** Text under study follows **

Thursday, November 15, 2012

The Wholeness Hypothesis

My dear old dog-friend Mattie is 13 now. She’s always taught me more than I've taught her. As she’s moving more and more into being an old lady, some of her lessons are more poignant and plainer.

About two weeks ago we were going out for our usual last walk before bed when a truck backfired really loud. She’s always been terrified by thunder, fireworks, and gun shots. She whipped around and began towing me back to the house. Nothing I could do to placate her. She would not be comforted.

What’s different this time is that now she won’t go on that walk anymore. We've been taking that particular neighborhood walk for 12 years. Been thunder and fireworks and gunshots before. She’s always tried to tow me home. But she’s always also been glad to go on the same walk the next day.

I'm thinking it’s both some kind of degradation of a ‘good’ neural pathway as well as a strengthening of a 'bad' one. The part of her that used to be able to shake off the big bangs isn't working like it used to, while the part of her that carries the sensation and message of terror has opened the floodgates.

** End of Text under study **

- _Task_:
Reproduce the entire blog post about the old dog Mattie word for word, from the date line through its final sentence.

** Records supplied follows **

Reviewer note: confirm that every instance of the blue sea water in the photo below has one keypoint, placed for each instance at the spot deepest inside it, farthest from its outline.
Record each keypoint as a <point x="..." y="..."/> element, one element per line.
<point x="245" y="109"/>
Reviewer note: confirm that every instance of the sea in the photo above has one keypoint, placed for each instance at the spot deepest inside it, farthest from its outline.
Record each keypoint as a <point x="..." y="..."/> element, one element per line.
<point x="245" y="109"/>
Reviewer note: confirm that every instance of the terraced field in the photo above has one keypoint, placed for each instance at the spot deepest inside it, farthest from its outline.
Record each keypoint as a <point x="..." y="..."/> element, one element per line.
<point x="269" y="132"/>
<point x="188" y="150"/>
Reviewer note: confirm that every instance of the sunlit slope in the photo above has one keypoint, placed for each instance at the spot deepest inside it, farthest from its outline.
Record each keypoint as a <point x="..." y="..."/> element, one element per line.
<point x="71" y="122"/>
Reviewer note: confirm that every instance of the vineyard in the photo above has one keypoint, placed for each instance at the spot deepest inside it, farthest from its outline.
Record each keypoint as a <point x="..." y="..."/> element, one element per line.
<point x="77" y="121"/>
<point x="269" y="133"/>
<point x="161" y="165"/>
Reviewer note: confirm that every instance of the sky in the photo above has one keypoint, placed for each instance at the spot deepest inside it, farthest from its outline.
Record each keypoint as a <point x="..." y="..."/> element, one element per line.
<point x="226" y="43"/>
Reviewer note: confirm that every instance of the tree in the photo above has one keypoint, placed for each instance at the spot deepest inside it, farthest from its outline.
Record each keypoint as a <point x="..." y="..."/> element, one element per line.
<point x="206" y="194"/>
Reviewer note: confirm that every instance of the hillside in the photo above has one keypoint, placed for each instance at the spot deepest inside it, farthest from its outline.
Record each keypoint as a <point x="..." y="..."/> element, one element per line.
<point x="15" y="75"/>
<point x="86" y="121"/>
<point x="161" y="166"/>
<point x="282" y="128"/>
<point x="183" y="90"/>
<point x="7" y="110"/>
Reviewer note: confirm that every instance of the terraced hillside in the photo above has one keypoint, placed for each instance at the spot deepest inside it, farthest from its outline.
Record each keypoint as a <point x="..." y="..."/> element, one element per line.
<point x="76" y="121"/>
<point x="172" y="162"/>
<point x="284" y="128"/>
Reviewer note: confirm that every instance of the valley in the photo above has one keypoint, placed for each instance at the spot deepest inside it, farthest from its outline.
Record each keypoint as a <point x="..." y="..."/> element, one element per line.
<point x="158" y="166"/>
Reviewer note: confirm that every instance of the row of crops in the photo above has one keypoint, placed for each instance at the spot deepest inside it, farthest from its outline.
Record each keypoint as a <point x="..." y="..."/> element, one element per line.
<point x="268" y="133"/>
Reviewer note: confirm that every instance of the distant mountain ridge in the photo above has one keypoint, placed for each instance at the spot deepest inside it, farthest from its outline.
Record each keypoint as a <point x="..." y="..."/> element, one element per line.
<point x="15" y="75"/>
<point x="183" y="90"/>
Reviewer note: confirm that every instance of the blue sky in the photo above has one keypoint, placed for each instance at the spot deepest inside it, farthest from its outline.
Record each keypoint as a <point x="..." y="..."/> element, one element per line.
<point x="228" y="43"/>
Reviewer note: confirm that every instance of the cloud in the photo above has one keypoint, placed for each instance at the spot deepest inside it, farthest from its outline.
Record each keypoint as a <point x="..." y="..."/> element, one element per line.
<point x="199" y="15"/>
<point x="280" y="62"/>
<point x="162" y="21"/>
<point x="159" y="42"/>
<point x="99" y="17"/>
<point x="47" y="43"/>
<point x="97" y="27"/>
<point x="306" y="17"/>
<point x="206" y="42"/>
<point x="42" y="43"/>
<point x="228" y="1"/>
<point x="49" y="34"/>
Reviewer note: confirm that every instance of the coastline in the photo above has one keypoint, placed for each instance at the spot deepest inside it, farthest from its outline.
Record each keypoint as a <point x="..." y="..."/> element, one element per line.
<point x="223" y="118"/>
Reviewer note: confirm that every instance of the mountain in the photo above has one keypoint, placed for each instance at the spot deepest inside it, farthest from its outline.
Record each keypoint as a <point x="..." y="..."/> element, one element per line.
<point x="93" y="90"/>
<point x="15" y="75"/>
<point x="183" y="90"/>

** End of Records supplied **
** Records supplied follows **

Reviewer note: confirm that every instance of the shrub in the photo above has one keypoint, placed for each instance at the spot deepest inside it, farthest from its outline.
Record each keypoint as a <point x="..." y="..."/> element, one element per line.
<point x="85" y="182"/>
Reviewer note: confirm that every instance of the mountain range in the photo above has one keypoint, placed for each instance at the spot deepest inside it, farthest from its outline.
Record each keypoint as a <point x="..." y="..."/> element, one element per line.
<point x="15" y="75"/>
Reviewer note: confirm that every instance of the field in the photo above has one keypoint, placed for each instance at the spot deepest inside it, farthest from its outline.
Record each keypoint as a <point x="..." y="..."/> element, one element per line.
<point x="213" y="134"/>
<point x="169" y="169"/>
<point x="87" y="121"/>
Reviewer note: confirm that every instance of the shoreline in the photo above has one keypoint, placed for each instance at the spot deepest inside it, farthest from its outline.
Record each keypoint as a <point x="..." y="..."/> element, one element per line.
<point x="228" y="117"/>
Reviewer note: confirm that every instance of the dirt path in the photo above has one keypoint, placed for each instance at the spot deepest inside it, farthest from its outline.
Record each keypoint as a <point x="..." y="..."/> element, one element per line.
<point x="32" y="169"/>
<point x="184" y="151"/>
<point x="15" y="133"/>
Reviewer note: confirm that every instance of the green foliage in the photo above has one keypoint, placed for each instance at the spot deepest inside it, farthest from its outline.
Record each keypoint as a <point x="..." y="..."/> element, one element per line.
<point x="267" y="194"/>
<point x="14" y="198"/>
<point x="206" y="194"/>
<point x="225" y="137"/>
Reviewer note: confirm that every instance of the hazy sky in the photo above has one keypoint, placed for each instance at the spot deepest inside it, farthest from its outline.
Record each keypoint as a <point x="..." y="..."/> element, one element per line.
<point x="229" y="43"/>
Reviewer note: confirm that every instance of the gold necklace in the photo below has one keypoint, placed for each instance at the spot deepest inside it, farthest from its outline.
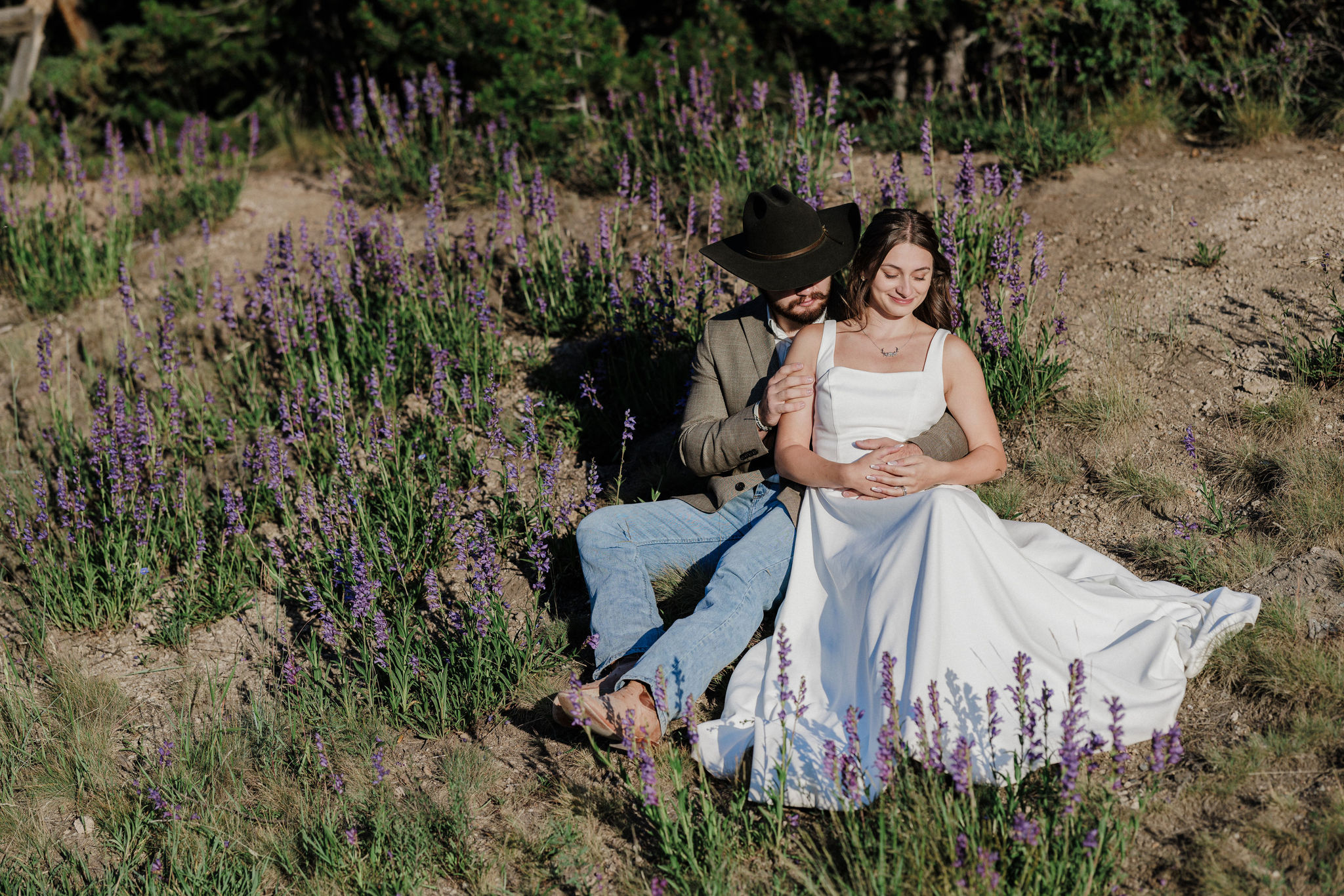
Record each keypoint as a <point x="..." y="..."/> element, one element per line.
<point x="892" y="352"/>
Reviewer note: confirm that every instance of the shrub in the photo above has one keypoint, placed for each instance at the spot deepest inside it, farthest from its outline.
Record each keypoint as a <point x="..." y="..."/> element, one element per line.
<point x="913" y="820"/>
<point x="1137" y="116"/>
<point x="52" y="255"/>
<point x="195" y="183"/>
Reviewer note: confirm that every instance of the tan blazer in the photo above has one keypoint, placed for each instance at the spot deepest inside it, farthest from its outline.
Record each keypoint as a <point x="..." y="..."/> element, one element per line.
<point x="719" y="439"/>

** End of Records supplied **

- _Output for this exercise_:
Thursday, November 15, 2012

The Wholeness Hypothesis

My dear old dog-friend Mattie is 13 now. She’s always taught me more than I've taught her. As she’s moving more and more into being an old lady, some of her lessons are more poignant and plainer.

About two weeks ago we were going out for our usual last walk before bed when a truck backfired really loud. She’s always been terrified by thunder, fireworks, and gun shots. She whipped around and began towing me back to the house. Nothing I could do to placate her. She would not be comforted.

What’s different this time is that now she won’t go on that walk anymore. We've been taking that particular neighborhood walk for 12 years. Been thunder and fireworks and gunshots before. She’s always tried to tow me home. But she’s always also been glad to go on the same walk the next day.

I'm thinking it’s both some kind of degradation of a ‘good’ neural pathway as well as a strengthening of a 'bad' one. The part of her that used to be able to shake off the big bangs isn't working like it used to, while the part of her that carries the sensation and message of terror has opened the floodgates.